## DIRECTIVE A
In the passage on NIS netgroups, rename "Figure 1" to "Listing 1" and give back the part between "Netgroups can be" and "randy, and mark.", inclusive.

## SELECTED EXCERPT
☆ ☆ ☆ ☆
Restricting Machine Access with the rma "shell"

Greg A. Wade

Many sites enforce restrictions as to which machines can be accessed by account holders in an NIS domain. These access policies are motivated by a wide range of concerns, some political and others technical, with the goal of protecting the CPU resources of one workgroup from utilization by others in the organization. Administrators may also wish to restrict unauthorized users from logging into systems that perform critical roles in the networked environment. Typically, these types of access restrictions are implemented by utilizing netgroups.

Using NIS Netgroups to Restrict Access

Netgroups can be used essentially to make only portions of the NIS password map visible to the client. On the NIS server, netgroups containing user lists are added to the /etc/netgroup file, and the NIS netgroup map is populated with this information. No additional configuration or modification of the server machine is required. Figure 1 shows a segment of a netgroup file specifying two netgroups - staff with members tim and jill, and sales with brad, randy, and mark.

The password files of the client machines are then modified. These files will typically contain +:*:0:0::: as the final entry. A user id of + indicates that the entire NIS passwd map should be appended to the local passwd file. The disabled password for the "user" + is used to maintain security on some older systems, and the user and group ids of 0 are included so the line has the format of a valid entry. Inclusion of the entire NIS map is not desired, so the +:*:0:0::: entry is removed and replaced with entries of the form +@netgroup, in which netgroup is the name of a netgroup containing user accounts with access to the machine. Figure 2a shows a portion of a passwd file from an NIS client that only allows logins from NIS users in the sales netgroup.
☆ ☆ ☆ ☆
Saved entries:
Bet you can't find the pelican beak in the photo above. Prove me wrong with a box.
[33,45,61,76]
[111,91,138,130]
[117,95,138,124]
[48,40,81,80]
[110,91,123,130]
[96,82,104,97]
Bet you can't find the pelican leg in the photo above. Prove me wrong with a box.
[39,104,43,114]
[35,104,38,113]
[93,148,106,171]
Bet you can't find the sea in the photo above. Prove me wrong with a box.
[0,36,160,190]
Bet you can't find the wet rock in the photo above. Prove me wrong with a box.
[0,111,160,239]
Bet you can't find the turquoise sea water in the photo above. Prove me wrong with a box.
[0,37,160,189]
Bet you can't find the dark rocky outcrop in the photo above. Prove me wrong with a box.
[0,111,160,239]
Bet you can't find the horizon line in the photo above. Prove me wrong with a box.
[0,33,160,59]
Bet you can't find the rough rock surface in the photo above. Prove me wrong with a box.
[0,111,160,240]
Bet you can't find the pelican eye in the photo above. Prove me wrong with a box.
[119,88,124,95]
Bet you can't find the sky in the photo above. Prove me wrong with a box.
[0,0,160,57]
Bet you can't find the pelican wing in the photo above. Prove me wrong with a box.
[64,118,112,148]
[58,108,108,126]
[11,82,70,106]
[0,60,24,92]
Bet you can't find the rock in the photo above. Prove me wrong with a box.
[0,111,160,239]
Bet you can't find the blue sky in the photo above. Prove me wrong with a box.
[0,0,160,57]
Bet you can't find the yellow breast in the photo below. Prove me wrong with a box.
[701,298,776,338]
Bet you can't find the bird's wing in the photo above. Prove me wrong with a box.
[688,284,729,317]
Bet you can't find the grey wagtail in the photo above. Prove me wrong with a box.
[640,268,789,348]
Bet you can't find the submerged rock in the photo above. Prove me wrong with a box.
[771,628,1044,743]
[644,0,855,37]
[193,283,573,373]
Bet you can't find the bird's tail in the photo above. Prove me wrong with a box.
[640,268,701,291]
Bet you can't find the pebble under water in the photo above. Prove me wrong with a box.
☆ ☆ ☆ ☆
## DIRECTIVE B
Recast the rows from the line containing "Bet you can't find the blue" through the last row, both included, as a Markdown table with the columns Num and Content. Number each line, and skip any blank ones.

## FULL SOLUTION A
Netgroups can be used essentially to make only portions of the NIS password map visible to the client. On the NIS server, netgroups containing user lists are added to the /etc/netgroup file, and the NIS netgroup map is populated with this information. No additional configuration or modification of the server machine is required. Listing 1 shows a segment of a netgroup file specifying two netgroups - staff with members tim and jill, and sales with brad, randy, and mark.

## FULL SOLUTION B
| Num | Content |
|---|---|
| 1 | Bet you can't find the blue sky in the photo above. Prove me wrong with a box. |
| 2 | [0,0,160,57] |
| 3 | Bet you can't find the yellow breast in the photo below. Prove me wrong with a box. |
| 4 | [701,298,776,338] |
| 5 | Bet you can't find the bird's wing in the photo above. Prove me wrong with a box. |
| 6 | [688,284,729,317] |
| 7 | Bet you can't find the grey wagtail in the photo above. Prove me wrong with a box. |
| 8 | [640,268,789,348] |
| 9 | Bet you can't find the submerged rock in the photo above. Prove me wrong with a box. |
| 10 | [771,628,1044,743] |
| 11 | [644,0,855,37] |
| 12 | [193,283,573,373] |
| 13 | Bet you can't find the bird's tail in the photo above. Prove me wrong with a box. |
| 14 | [640,268,701,291] |
| 15 | Bet you can't find the pebble under water in the photo above. Prove me wrong with a box. |